━━━━━ Texto

La exhumación de la ley 27375 del año 2000, promulgada poco después del interinato del presidente del Congreso, Valentín Paniagua, tras la fuga de Fujimori a Japón permitió el acuerdo parlamentario que hace una semana originó los disturbios callejeros. Su único artículo establece que si el titular del Legislativo asume la jefatura del Estado por impedimento permanente del presidente de la República, aquel retiene escaño y Gobierno: Ejecutivo y Legislativo bajo control. Defenestrado Martín Vizcarra, aquí paz y después gloria y negocios; pero llegaron los muertos, la renuncia del sustituto y el pandemónium del Congreso.

Salvo los fiscales que combaten la inmoralidad en el ejercicio de funciones públicas, las protestas contra la desnaturalización de los escaños y la democracia recuerdan el linchamiento del comendador de Fuenteovejuna por una pueblada harta. ¿Quién mató al Comendador? Fuenteovejuna, señor. ¿Quién acabó con el presidente de Perú? El pueblo, no; lo acabaron grupos y personas enlodadas en el mundo de los contratos con la Administración, la reasignación de recursos, los cohechos y el populismo. Más de la mitad de los diputados que lo expulsaron es investigada por la justicia.

Casi todos los diputados a una, como en la obra teatral, pero no contra las crueldades del tirano, sino contra el molesto Vizcarra, cuya supuesta aceptación de sobornos cuando era gobernador regional hubiera debido ser investigada y juzgada antes de ser sometida a la censura del hemiciclo. Asombra que para deponerlo fuera suficiente el testimonio incriminatorio de reos aspirantes a los beneficios penales y procesales establecidos en la categoría de colaborador eficaz de la justicia.

━━━━━━━━━━
━━━━━ Registros del conjunto

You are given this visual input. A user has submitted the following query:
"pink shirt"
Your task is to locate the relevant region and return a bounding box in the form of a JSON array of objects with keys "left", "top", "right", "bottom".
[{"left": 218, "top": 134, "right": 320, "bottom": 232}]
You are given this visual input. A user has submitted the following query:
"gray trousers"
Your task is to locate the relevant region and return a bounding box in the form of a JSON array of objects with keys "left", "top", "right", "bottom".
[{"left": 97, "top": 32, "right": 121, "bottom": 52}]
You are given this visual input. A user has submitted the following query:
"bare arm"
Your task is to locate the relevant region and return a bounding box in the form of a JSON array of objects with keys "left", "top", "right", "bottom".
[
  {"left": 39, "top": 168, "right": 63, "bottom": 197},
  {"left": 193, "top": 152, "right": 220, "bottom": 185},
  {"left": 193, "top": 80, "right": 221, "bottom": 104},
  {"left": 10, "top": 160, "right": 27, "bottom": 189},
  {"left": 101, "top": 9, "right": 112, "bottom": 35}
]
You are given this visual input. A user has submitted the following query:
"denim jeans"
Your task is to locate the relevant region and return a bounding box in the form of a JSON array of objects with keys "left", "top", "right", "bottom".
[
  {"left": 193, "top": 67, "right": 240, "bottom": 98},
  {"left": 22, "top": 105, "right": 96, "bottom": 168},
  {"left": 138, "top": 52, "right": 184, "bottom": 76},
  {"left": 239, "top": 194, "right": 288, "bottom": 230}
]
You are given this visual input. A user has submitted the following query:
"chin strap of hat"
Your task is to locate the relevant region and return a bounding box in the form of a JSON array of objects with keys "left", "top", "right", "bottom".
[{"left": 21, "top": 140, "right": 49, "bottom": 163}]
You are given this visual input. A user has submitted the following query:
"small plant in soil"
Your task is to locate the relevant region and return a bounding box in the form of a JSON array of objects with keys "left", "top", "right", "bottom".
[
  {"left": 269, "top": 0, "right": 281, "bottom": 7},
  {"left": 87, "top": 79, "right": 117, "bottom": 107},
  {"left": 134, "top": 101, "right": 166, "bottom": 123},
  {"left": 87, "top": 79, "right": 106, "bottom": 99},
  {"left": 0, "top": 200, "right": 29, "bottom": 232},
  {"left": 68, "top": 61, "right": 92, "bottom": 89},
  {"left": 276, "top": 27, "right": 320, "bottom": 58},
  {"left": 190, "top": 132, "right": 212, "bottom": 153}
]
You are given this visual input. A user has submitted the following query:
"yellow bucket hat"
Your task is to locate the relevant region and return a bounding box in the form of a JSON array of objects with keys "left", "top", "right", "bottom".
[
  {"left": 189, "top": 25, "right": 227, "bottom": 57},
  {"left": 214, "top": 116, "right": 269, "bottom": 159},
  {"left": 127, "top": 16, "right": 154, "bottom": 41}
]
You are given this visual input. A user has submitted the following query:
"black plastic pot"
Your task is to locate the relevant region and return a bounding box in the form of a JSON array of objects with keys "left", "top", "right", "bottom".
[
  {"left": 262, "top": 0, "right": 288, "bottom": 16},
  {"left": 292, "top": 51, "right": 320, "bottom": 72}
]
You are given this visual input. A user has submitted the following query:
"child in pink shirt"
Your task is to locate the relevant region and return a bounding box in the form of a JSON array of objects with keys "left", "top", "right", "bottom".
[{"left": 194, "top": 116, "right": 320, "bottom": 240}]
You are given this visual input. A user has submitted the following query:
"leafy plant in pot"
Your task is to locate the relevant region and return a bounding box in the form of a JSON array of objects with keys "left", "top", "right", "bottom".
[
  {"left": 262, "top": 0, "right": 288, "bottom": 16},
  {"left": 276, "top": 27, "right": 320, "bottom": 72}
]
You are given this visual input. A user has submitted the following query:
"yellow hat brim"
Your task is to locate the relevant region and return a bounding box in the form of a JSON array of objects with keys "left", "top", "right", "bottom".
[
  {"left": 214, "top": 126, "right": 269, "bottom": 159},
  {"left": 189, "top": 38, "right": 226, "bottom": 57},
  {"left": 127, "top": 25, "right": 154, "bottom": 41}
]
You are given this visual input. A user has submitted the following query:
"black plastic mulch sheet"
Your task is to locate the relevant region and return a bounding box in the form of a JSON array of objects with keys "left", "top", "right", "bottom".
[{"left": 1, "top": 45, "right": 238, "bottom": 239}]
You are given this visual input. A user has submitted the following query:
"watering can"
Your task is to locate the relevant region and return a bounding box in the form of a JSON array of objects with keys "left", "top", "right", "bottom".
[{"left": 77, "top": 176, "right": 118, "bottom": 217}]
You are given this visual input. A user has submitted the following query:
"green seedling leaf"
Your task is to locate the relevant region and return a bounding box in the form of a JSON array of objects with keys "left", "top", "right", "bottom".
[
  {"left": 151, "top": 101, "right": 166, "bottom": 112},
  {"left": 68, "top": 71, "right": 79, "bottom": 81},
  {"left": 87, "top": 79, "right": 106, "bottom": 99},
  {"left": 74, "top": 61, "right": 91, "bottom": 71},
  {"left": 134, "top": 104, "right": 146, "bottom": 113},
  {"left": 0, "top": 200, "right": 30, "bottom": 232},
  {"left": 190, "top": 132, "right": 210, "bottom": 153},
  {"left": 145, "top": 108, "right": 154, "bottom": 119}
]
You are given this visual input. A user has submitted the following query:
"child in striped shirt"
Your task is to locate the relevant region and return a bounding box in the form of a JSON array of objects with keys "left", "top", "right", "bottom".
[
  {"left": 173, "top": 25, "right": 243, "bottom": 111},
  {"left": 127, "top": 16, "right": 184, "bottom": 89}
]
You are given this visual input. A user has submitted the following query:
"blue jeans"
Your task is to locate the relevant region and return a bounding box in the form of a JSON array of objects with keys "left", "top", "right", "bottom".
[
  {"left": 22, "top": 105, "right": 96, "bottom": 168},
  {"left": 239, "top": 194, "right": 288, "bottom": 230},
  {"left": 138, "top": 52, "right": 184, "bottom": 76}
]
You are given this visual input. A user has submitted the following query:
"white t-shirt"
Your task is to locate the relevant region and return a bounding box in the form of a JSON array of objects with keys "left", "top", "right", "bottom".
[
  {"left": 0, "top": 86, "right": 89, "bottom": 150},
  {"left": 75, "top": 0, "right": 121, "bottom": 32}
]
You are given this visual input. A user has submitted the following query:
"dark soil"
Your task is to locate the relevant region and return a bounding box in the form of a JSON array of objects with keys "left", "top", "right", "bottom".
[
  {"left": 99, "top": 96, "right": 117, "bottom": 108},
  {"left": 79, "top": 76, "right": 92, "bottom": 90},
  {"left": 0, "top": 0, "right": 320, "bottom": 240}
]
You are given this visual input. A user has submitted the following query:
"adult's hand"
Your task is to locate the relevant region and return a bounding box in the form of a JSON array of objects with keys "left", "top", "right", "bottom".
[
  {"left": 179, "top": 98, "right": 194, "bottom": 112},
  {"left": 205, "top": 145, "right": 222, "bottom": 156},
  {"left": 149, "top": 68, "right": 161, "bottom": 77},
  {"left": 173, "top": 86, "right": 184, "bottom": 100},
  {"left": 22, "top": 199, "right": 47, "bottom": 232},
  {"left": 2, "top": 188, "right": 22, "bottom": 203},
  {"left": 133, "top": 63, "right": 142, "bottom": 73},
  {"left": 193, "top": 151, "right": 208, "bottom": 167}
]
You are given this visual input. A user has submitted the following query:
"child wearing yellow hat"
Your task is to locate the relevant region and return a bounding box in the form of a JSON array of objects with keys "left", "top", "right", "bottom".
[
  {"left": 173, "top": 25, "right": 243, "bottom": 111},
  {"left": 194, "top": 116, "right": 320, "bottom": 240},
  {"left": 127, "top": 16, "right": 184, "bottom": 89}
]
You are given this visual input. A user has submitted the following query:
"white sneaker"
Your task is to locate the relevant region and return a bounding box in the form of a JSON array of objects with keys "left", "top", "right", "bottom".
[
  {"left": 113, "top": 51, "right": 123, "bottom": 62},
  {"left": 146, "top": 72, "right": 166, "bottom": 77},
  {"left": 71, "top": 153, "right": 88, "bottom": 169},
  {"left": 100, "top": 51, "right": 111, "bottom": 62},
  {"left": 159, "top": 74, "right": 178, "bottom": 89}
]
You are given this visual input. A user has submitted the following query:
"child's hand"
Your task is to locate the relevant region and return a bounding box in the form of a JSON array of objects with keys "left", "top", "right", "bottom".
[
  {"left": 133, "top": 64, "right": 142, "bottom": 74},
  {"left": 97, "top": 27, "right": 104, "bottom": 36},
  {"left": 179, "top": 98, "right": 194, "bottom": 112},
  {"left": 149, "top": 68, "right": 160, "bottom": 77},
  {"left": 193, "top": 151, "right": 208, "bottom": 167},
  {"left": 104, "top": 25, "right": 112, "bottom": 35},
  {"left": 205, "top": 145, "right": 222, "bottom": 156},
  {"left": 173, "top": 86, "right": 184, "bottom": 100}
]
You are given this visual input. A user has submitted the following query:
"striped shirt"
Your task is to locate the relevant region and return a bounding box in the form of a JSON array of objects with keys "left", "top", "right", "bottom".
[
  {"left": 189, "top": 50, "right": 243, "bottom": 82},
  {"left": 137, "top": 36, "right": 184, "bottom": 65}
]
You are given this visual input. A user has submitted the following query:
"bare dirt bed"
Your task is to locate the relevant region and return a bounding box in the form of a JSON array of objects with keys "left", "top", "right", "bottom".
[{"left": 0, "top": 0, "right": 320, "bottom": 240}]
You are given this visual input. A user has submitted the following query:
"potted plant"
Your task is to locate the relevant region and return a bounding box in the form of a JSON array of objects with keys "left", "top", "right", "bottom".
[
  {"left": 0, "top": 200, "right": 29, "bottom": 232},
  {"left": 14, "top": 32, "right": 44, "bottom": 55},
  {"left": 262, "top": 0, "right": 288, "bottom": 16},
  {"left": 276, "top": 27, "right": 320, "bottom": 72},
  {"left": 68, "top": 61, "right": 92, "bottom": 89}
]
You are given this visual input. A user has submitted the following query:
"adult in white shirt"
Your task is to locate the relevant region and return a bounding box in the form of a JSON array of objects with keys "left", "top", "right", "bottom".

━━━━━━━━━━

Tareas:
A) Transcribe del texto sobre la destitución de Vizcarra el tramo que va desde "Salvo los fiscales" hasta "por la justicia.".
B) Responde estas preguntas sobre el texto acerca de la destitución de Vizcarra:
(i) ¿En qué año es la ley 27375?
(ii) ¿Qué proporción de los diputados que expulsaron al presidente es investigada por la justicia?
(iii) ¿Qué cargo ocupaba Vizcarra cuando supuestamente aceptó sobornos?
C) Escribe la continuación del texto sobre la destitución de Vizcarra a partir de su última oración.

Respuestas:
A)
Salvo los fiscales que combaten la inmoralidad en el ejercicio de funciones públicas, las protestas contra la desnaturalización de los escaños y la democracia recuerdan el linchamiento del comendador de Fuenteovejuna por una pueblada harta. ¿Quién mató al Comendador? Fuenteovejuna, señor. ¿Quién acabó con el presidente de Perú? El pueblo, no; lo acabaron grupos y personas enlodadas en el mundo de los contratos con la Administración, la reasignación de recursos, los cohechos y el populismo. Más de la mitad de los diputados que lo expulsaron es investigada por la justicia.

B)
(i) Es del año 2000.
(ii) Más de la mitad de esos diputados es investigada por la justicia.
(iii) Era gobernador regional.

C)
La destitución de un centrista tenido como decente hasta su imputación resulta deprimente por cuanto no vindica las demandas de una sociedad sepultada por la desvergüenza, sino que imanta sospechas y descrédito. Las consecuencias más graves son el desengaño, la facciosa concentración de poder y el mercadeo de la parte alícuota en la designación de ministros y aprobación de las legalidades convenidas con los patrocinadores del golpe de mano.

La adulteración de la representación popular evidencia subdesarrollo institucional y ausencia de consensos para rehabilitar la política. El optimismo será imposible mientras el sistema de partidos siga secuestrado por el arribismo y el despojo del Estado, y las crisis tengan que resolverse incendiando las calles.